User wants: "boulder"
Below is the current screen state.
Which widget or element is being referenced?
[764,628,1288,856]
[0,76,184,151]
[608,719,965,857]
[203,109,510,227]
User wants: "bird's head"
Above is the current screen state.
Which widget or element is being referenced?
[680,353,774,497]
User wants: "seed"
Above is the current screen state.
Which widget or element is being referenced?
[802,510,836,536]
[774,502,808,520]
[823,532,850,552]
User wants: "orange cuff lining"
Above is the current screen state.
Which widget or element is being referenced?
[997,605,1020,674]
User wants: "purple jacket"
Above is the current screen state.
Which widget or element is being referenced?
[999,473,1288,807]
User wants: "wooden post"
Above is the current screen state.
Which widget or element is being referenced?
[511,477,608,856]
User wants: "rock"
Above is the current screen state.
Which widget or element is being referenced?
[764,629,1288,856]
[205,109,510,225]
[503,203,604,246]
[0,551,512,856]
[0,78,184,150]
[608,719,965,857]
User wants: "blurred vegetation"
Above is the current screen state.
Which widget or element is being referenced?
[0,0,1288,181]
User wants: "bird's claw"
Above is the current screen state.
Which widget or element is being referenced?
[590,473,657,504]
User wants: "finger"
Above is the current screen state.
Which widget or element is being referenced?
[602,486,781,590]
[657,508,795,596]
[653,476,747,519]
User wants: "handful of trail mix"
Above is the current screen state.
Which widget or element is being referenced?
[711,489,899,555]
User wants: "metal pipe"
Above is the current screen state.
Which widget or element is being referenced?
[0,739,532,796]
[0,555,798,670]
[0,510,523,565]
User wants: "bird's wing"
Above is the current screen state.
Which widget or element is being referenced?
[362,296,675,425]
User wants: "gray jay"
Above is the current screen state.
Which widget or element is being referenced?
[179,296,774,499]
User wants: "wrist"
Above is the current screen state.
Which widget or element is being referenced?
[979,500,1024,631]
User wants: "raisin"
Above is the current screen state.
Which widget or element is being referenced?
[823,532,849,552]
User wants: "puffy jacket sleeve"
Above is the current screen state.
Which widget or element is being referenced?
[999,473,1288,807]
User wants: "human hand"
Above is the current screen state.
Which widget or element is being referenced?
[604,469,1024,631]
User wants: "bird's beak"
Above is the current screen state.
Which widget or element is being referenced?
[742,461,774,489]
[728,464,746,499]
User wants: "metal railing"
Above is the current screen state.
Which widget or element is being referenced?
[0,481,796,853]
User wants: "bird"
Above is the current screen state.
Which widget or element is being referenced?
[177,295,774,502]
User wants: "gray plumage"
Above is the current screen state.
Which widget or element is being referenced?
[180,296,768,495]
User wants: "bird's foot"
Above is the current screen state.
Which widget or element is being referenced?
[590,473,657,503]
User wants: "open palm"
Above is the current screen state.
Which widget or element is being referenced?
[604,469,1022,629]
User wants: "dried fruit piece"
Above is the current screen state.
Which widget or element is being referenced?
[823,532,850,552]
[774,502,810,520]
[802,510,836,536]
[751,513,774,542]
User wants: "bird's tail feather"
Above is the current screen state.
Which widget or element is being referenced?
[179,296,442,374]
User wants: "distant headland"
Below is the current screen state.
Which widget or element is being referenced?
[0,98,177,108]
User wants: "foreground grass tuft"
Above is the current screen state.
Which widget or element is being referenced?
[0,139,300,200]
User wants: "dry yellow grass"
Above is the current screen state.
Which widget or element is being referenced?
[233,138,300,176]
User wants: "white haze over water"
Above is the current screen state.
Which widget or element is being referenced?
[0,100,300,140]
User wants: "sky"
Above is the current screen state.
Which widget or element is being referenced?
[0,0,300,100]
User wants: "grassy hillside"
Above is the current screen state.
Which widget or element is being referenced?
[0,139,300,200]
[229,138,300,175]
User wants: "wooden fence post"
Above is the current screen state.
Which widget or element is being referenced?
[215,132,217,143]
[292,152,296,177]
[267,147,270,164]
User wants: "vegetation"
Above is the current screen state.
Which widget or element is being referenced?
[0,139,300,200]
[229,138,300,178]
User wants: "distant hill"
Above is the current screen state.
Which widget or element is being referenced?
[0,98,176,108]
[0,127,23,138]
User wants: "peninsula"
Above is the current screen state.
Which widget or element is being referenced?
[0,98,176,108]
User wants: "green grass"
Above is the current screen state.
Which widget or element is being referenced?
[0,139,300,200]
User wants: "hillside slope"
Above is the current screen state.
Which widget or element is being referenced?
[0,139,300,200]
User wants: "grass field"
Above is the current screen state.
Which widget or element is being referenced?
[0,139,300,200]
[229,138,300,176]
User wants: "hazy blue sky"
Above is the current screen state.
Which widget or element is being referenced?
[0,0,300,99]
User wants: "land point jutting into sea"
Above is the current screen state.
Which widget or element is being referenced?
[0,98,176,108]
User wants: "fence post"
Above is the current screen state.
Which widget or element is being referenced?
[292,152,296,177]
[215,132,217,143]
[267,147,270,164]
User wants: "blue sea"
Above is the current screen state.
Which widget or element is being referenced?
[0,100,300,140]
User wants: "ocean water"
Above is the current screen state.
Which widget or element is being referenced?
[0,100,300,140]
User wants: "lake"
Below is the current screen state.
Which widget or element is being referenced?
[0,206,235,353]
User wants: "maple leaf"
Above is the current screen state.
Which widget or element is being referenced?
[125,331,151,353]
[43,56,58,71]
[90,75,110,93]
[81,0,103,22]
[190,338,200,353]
-.-.-
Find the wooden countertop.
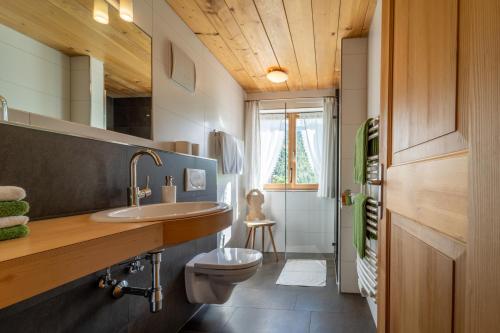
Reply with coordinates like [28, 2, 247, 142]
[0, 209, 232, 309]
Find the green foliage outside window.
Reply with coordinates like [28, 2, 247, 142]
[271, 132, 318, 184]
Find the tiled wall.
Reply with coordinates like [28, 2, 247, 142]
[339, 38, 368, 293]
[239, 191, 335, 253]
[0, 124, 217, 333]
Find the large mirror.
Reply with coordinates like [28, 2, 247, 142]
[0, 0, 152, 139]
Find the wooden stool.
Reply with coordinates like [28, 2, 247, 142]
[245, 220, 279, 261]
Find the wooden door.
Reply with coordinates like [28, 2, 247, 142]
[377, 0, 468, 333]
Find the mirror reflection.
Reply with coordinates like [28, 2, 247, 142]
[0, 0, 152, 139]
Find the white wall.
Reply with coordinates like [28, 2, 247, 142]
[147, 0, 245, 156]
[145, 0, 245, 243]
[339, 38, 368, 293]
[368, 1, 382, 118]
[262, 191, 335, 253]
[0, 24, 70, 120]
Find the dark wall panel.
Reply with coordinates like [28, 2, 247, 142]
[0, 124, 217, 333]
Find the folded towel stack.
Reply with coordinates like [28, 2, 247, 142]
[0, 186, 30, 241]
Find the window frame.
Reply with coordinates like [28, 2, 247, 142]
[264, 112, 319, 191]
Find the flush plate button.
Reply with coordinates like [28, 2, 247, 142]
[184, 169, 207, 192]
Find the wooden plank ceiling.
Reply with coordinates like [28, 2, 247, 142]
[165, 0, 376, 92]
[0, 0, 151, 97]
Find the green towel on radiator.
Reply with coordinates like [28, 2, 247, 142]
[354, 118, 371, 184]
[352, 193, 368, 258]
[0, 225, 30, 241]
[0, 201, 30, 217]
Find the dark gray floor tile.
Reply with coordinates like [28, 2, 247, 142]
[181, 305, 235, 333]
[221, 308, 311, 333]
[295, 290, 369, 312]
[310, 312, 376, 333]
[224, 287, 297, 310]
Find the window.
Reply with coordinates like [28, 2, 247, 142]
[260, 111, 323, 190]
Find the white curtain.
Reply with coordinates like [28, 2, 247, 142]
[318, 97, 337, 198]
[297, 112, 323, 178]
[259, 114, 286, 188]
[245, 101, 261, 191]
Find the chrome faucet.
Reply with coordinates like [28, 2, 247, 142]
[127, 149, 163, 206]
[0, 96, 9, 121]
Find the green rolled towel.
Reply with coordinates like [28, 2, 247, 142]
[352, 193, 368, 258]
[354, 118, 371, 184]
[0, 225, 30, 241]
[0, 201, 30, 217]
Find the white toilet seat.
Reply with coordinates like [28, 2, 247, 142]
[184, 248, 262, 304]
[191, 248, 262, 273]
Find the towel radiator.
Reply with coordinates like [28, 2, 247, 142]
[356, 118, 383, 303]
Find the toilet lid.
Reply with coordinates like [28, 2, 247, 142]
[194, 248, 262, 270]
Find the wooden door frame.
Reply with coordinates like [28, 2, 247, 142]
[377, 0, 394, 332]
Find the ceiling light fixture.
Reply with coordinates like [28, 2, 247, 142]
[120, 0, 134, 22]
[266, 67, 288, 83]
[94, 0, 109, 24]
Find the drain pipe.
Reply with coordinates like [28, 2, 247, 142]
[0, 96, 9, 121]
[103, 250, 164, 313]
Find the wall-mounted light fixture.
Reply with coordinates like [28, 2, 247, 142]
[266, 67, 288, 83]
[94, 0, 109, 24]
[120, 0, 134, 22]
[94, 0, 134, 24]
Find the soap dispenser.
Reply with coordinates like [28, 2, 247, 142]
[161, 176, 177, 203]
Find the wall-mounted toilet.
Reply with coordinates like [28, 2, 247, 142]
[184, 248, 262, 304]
-.-.-
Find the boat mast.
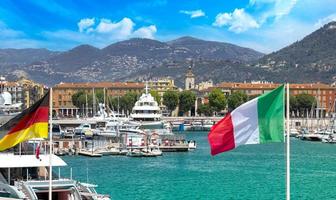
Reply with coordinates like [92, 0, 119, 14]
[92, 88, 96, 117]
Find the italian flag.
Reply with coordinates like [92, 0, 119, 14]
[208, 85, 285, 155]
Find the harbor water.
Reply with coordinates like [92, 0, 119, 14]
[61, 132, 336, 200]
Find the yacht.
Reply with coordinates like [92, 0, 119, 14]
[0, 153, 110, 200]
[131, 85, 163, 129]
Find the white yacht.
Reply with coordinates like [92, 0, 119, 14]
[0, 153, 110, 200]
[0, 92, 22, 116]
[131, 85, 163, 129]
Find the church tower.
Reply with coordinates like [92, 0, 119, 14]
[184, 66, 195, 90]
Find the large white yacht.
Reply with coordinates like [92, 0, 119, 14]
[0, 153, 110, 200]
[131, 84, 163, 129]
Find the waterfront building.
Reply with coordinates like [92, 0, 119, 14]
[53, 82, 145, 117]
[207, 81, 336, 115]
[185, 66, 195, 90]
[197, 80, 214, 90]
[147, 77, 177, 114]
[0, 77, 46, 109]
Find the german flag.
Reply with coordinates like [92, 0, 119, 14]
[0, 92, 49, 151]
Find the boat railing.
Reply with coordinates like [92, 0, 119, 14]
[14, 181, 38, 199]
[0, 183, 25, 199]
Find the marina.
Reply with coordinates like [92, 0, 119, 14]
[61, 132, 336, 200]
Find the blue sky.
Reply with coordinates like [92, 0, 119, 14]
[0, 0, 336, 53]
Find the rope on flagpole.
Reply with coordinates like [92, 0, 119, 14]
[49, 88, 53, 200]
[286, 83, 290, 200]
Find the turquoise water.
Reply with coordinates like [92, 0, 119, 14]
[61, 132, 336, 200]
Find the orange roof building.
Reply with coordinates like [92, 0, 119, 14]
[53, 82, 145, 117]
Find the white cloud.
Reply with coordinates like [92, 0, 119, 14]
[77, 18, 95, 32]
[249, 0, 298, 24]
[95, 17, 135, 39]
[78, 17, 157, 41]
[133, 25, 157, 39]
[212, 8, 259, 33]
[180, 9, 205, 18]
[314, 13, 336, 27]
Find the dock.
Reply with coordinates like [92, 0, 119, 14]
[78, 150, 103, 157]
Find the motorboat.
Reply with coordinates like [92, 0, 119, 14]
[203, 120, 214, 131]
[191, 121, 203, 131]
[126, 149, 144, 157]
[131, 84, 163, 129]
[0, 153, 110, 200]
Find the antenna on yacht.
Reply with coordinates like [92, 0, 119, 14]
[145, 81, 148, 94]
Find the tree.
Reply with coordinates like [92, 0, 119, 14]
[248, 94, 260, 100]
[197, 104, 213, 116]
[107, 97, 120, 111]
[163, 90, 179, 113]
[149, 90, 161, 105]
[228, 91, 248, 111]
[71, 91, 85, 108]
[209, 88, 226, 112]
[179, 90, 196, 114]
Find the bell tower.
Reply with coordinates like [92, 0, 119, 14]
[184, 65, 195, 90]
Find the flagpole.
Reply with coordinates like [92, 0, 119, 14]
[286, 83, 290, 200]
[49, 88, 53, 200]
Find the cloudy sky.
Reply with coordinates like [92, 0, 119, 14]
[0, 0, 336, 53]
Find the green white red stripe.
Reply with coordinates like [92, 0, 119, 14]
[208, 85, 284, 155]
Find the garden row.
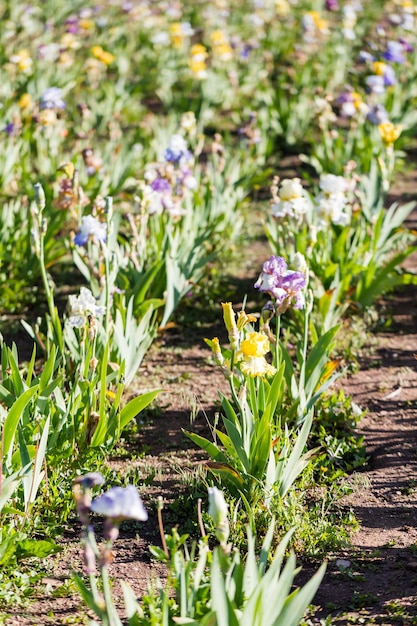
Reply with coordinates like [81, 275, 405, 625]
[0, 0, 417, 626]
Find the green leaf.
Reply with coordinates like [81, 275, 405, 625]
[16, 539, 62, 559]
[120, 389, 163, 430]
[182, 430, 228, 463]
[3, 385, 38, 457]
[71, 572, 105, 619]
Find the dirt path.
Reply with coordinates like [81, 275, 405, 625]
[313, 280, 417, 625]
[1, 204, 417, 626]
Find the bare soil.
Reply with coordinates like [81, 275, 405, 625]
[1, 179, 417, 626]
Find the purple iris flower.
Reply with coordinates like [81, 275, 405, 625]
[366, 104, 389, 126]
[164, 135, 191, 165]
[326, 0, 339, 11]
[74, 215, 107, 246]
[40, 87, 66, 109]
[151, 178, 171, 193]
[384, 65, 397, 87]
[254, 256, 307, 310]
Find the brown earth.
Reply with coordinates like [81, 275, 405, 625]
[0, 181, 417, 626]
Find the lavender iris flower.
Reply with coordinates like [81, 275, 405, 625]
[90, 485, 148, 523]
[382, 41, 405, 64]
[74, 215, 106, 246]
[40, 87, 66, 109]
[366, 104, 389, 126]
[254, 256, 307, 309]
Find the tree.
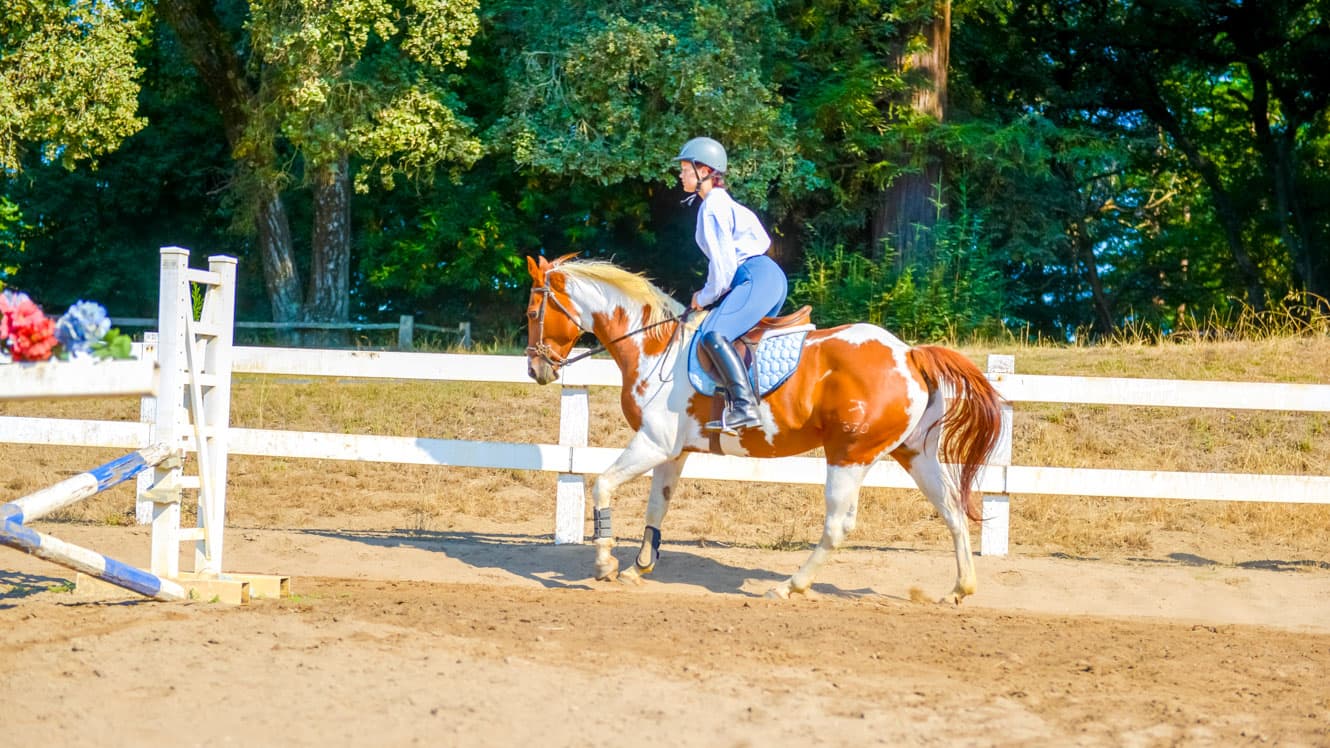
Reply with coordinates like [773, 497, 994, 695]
-.-.-
= YOUR OBJECTIVE =
Could you copy out, word for word, the lines of the listing above, starting with the line that contains "Find the bell tower." and running through the line that contains "[1, 179, 417, 626]", with the pictures omitted?

= REPLY TO THE TASK =
Find the bell tower.
Reply with coordinates like [92, 0, 119, 14]
[184, 65, 195, 90]
Find the flagpole.
Reply with coordinates like [92, 0, 119, 14]
[286, 83, 290, 200]
[49, 88, 53, 200]
Find the cloudy sky.
Reply with coordinates like [92, 0, 119, 14]
[0, 0, 336, 53]
Find the green white red stripe.
Reply with coordinates like [92, 0, 119, 14]
[208, 85, 284, 155]
Find the garden row.
Reply with coordinates like [81, 275, 405, 625]
[0, 0, 417, 626]
Find the green leaf.
Reply with coordinates like [81, 275, 405, 625]
[16, 539, 62, 559]
[120, 389, 163, 430]
[182, 430, 228, 463]
[3, 385, 38, 457]
[71, 572, 105, 619]
Find the dirt path.
Reply with coordinates like [81, 275, 405, 625]
[313, 280, 417, 625]
[1, 204, 417, 626]
Find the bare soil.
Reply with coordinates like [81, 275, 405, 625]
[1, 179, 417, 626]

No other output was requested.